It’s a vision that’s frighteningly close to the jihadist goal of enacting Sharia law.

If your starting point for the Christian faith is that members of other faiths have no rights and non-Christians are technically insane and that you have a God-given duty to control government, media and society-at-large, then yeah, anything less than that probably feels like “persecution.”

The irony is that this viewpoint draws heavily from what’s often referred to as college campus “snowflake culture.”

This relatively recent campus phenomenon is characterized by students demanding potentially controversial curriculum be labeled with “trigger warnings” and that “safe spaces,” physical refuges from potentially scary ideas, be provided by the institution.

Snowflake culture is equally unpopular on the political left and right. Conservative pundits regularly mock the whole system and President Obama openly took the idea to task in 2015.

Although adherents to Dominion Theology would no doubt be infuriated by the comparison, it’s easy to draw a line straight to the “snowflake movement.” Both ideologies desire to control the choices and behavior of others and to use force to do it.

Work to be completed:
Carry on the passage about Dominion Theology and campus "snowflake culture" from the point where it stops.

Recorded data:
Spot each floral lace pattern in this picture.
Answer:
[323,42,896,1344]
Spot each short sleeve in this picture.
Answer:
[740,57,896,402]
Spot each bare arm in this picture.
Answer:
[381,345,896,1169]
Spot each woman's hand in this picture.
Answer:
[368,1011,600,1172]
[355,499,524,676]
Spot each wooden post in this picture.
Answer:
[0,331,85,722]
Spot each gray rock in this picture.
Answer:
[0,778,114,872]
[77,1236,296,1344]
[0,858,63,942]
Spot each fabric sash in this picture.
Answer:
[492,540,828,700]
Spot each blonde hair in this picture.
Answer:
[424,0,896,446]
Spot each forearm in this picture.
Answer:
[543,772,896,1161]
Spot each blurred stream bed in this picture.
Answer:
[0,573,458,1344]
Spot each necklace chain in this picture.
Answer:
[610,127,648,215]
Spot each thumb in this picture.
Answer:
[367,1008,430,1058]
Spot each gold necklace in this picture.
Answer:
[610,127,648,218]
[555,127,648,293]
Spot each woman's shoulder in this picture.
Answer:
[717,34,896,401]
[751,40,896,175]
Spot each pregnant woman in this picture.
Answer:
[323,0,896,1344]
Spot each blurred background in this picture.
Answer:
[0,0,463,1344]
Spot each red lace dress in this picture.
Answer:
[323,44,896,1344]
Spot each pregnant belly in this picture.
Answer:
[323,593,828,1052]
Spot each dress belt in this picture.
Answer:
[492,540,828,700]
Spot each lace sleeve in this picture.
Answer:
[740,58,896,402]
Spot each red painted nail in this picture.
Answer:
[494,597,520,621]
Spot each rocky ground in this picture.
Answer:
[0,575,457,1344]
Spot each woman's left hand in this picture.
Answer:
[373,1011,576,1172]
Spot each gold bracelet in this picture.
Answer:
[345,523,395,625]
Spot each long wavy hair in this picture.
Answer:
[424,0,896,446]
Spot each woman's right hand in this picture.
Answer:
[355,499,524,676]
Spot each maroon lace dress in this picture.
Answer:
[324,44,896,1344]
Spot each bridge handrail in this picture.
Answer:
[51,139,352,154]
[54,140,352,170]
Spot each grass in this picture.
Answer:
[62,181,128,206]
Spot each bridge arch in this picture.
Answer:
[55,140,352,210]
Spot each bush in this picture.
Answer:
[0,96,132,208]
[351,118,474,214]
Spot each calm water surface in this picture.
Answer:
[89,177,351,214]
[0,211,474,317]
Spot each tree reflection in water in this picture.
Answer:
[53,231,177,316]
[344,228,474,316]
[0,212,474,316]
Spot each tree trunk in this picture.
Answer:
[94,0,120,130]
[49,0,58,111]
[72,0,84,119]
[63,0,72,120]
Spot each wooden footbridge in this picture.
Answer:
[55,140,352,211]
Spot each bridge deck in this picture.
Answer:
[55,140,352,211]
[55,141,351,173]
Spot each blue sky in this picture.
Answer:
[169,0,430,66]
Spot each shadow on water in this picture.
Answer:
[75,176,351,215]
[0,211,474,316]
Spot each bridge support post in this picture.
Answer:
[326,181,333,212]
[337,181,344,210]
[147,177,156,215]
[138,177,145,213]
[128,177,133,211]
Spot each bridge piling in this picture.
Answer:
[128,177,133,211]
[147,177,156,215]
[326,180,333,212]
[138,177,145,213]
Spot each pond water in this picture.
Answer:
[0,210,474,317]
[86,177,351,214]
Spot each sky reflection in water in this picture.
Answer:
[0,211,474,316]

...

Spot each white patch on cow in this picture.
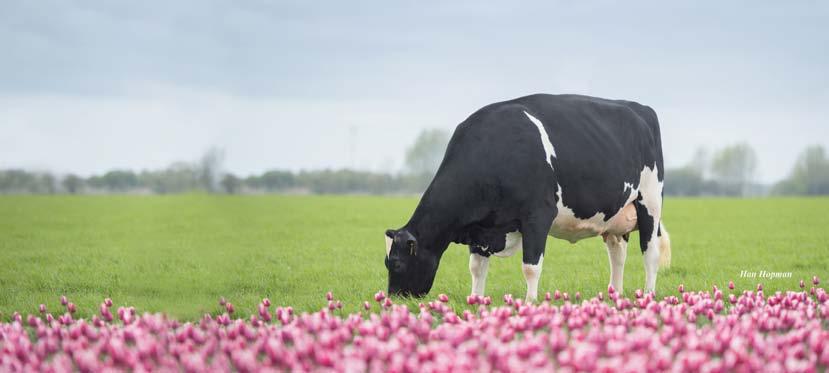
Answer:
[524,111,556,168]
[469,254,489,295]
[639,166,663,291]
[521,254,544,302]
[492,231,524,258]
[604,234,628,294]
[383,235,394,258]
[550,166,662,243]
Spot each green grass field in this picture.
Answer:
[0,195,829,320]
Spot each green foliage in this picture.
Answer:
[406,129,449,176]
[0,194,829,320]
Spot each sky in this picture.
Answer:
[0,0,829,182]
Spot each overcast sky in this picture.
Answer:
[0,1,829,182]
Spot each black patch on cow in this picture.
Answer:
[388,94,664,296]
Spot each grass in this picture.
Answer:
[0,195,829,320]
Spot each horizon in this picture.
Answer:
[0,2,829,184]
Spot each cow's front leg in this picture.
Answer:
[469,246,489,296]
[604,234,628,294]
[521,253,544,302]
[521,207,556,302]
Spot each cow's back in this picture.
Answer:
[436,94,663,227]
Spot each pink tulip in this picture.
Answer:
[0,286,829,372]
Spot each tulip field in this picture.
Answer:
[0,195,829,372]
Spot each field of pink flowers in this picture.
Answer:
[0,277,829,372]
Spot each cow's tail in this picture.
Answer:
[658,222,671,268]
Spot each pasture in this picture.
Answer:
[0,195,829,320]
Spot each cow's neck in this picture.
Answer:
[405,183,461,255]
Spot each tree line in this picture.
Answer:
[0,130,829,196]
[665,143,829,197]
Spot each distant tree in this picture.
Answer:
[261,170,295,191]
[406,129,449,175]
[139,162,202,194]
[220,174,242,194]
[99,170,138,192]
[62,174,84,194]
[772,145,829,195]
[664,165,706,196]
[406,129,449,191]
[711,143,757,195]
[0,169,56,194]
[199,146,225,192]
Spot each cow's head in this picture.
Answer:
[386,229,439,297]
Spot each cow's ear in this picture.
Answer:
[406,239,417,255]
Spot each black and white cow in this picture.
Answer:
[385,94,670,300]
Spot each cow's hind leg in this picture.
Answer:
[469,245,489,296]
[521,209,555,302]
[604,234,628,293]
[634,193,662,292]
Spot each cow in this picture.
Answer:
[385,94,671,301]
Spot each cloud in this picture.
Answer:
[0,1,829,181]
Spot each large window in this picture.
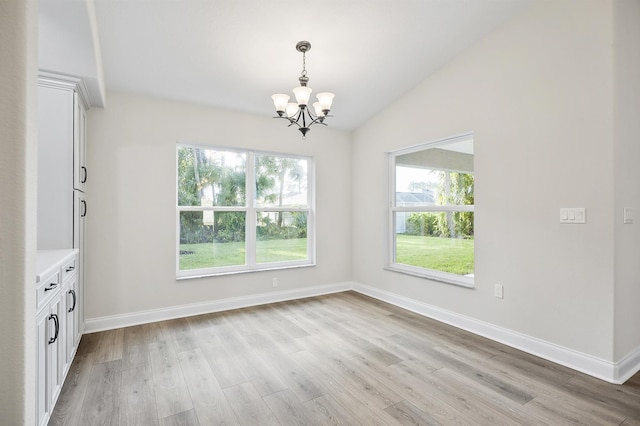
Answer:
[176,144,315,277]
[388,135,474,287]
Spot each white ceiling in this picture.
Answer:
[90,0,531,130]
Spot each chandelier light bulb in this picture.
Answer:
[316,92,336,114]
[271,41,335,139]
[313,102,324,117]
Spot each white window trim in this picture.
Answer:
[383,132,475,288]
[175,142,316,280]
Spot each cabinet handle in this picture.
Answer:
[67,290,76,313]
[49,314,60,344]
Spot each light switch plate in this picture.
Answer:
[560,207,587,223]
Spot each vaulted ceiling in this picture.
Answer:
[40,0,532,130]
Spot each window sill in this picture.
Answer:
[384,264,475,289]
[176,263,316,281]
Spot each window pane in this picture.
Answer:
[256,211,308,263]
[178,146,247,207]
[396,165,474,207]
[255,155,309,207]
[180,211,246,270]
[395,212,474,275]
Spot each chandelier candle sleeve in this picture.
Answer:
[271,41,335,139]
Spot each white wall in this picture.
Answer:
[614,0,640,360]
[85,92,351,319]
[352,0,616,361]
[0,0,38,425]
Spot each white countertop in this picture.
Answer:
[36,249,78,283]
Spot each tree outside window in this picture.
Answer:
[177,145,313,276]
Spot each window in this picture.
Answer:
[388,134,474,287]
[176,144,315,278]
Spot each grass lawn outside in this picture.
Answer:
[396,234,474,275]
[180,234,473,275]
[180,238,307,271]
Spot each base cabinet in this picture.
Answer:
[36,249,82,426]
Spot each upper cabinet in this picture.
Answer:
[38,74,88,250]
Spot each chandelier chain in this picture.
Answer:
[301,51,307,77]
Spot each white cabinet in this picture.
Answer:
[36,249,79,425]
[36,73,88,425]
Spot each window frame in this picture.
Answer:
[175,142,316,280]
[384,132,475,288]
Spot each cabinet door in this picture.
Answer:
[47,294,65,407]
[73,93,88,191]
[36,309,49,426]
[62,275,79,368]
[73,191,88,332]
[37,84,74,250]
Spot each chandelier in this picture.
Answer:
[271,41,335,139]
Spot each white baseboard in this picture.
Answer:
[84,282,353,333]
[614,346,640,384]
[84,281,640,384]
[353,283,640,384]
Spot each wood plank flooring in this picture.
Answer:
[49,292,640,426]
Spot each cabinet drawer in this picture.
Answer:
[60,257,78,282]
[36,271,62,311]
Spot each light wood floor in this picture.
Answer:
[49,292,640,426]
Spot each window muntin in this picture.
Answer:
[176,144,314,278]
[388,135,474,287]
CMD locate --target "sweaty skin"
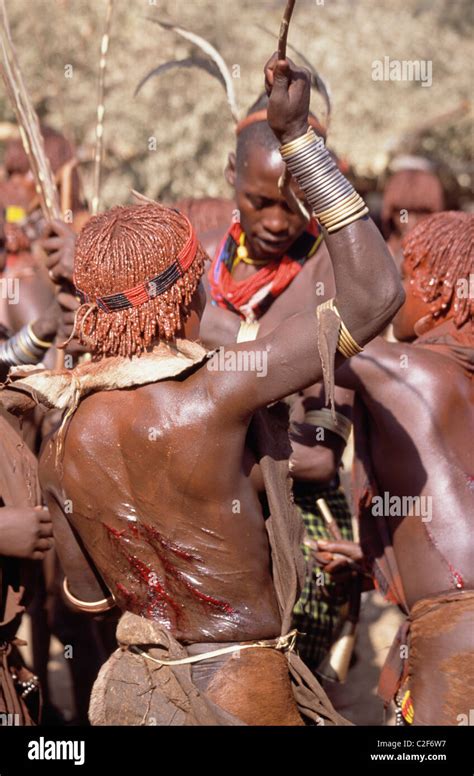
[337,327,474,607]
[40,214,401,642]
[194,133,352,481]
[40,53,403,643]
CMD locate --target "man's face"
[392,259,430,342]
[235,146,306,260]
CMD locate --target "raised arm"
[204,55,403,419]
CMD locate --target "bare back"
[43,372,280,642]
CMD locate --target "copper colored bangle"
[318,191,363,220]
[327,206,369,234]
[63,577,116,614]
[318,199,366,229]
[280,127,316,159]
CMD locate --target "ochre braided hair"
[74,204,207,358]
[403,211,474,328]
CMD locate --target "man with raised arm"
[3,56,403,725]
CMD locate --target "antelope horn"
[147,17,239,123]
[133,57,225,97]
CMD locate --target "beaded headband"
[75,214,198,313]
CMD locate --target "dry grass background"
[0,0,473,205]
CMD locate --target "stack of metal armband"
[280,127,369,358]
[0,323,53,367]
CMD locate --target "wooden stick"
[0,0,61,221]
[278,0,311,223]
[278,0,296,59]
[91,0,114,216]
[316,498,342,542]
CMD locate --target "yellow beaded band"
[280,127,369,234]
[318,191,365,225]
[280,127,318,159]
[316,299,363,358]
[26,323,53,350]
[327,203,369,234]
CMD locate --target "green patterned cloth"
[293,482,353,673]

* * *

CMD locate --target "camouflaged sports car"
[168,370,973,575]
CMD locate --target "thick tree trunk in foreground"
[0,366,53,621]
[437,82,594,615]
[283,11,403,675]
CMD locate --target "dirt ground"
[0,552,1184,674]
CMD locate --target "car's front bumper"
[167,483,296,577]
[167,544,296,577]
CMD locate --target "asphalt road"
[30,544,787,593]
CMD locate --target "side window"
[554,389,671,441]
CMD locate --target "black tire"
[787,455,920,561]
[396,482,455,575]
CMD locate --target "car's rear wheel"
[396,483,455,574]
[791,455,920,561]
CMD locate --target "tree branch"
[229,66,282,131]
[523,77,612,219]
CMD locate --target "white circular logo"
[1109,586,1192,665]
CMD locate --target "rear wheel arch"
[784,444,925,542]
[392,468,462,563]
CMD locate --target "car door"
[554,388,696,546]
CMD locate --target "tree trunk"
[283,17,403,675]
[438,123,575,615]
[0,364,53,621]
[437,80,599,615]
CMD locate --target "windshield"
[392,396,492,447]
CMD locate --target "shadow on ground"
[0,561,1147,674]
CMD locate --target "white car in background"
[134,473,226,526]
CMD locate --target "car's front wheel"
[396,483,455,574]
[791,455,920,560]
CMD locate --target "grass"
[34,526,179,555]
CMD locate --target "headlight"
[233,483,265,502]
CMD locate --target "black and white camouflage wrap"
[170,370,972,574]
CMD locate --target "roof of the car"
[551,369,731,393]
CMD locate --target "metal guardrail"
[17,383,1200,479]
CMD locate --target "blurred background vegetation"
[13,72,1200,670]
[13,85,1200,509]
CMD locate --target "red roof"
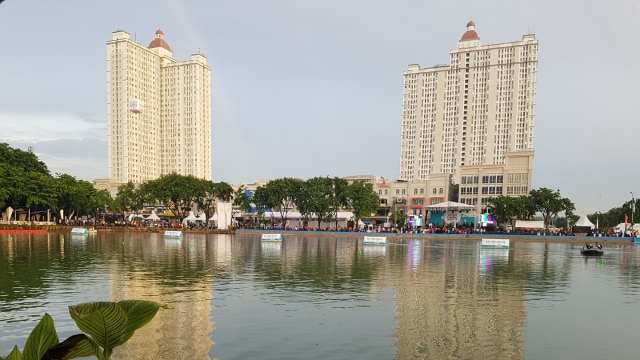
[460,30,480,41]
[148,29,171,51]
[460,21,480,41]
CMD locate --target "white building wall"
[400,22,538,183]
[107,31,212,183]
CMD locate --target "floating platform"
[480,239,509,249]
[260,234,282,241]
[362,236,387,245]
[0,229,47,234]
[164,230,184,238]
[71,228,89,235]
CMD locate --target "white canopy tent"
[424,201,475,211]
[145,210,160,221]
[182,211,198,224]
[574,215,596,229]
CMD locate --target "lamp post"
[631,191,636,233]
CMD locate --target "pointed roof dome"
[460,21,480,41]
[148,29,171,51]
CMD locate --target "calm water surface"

Written response:
A KINGDOM NOT OF THIS WORLD

When the New Testament mentions Zealots, it’s easy to put the group in the same mental box as Pharisees, hyper-legalists who get in the way of a true relationship with God. But first century Zealots were not the ancient version of John Lithgow in Footloose, but a political movement similar to the Taliban.

Zealots, and an even more extreme offshoot, the Sicarii, didn’t just fight back against their Roman oppressors. They targeted Greek and Roman civilians for execution and the Sicarii even murdered fellow Jews who were not considered to be pious enough. The sects eventually triggered war with Rome in 66 A.D.

Many first century Jews, including at least some of Jesus’ own disciples, expected Him to lead a political revolution. Instead, Jesus hardly mentions the Roman Empire during His ministry. In John 18:36, Jesus tells Pilate “My kingdom is not of this world. If it were, my servants would fight to prevent my arrest by the Jewish leaders. But now my kingdom is from another place.”

To put the government of United States of America at the center of the gospel story, and then to feel psychological pain when that vision doesn’t come true, is simply a modernization of the Zealot movement, which Jesus rejected.

TURNING OUR BACKS ON OUR NEIGHBORS AND FELLOW BELIEVERS

The other problem with the “white Protestant persecution complex” is that there’s just no evidence to back it up. Persecution is not someone saying something negative to you, being forced to attend school or work with a person of an opposing viewpoint or a general anti-religious sentiment. Persecution is real, tangible harm inflicted on a person or group, and white Protestants seem to be holding a permanent hall pass.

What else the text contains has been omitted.